- _Excerpted text_:
And for those Republicans who are worried about the both the outcome of current negotiations as well as their reputation if they break their no-net-tax-increase pledge, going off the cliff solves both problems and puts the GOP back on a more level playing field for determining what comes next. Perhaps it is the aggressive therapy needed to treat the disease of metastasizing government. Better to suffer the nausea of chemotherapy than to die of national fiscal cancer hastened by complications of Potomac Fever.

The biggest risk of going off the fiscal cliff is not the short-term damage to the economy but the risk that an ignorant electorate, goaded by a leftist media, will respond by calling for more and bigger government, blaming Republicans for economic chemotherapy rather than worrying about the underlying disease. The results of our recent election makes that outcome seem sadly likely.

Republicans who would become, as Newt Gingrich described Bob Dole, “the tax collector for the welfare state” will one day wish that Grover Norquist’s ire was really the worst of their problems. Unfortunately, the worst we can do to these Jello-spined ersatz conservatives is not reelect them; the worst they can do to us is bankrupt our children while furthering the Obama/Alinsky dream of “fundamentally transforming” our nation. Sadly, some of them seem hell-bent on doing just that.

- _Instructions for the task_:
Answer these questions using the fiscal cliff excerpt:
1. According to the text, which two worries of some Republicans would going off the cliff resolve?
2. What does the text call the biggest risk of going off the fiscal cliff?
3. Whom did Newt Gingrich describe as "the tax collector for the welfare state"?

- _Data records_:
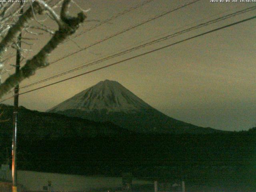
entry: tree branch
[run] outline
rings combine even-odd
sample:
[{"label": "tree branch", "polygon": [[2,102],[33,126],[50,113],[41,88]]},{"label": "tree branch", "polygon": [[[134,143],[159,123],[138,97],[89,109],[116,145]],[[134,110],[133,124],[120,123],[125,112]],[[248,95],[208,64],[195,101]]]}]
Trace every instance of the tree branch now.
[{"label": "tree branch", "polygon": [[[34,11],[40,13],[42,10],[36,2],[33,3]],[[7,34],[0,43],[0,60],[3,54],[7,50],[8,47],[12,43],[14,39],[16,39],[24,28],[25,24],[33,17],[32,8],[30,7],[19,18],[18,22],[9,29]]]},{"label": "tree branch", "polygon": [[[49,63],[47,62],[47,58],[49,54],[59,44],[74,33],[79,27],[80,24],[84,21],[86,16],[82,12],[78,13],[76,17],[68,15],[68,8],[70,1],[70,0],[65,0],[62,4],[60,18],[63,24],[60,26],[59,30],[55,32],[50,41],[31,60],[26,61],[18,73],[10,76],[0,85],[0,98],[22,81],[34,74],[37,69],[48,66]],[[32,16],[31,12],[30,12],[30,14],[29,16]],[[24,19],[25,21],[27,20],[26,19]],[[24,22],[23,22],[22,26]]]}]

- _The answer_:
1. Their worry about the outcome of current negotiations and their worry about their reputation if they break their no-net-tax-increase pledge.
2. The risk that an ignorant electorate, goaded by a leftist media, will respond by calling for more and bigger government and blame Republicans for economic chemotherapy rather than worrying about the underlying disease.
3. Bob Dole.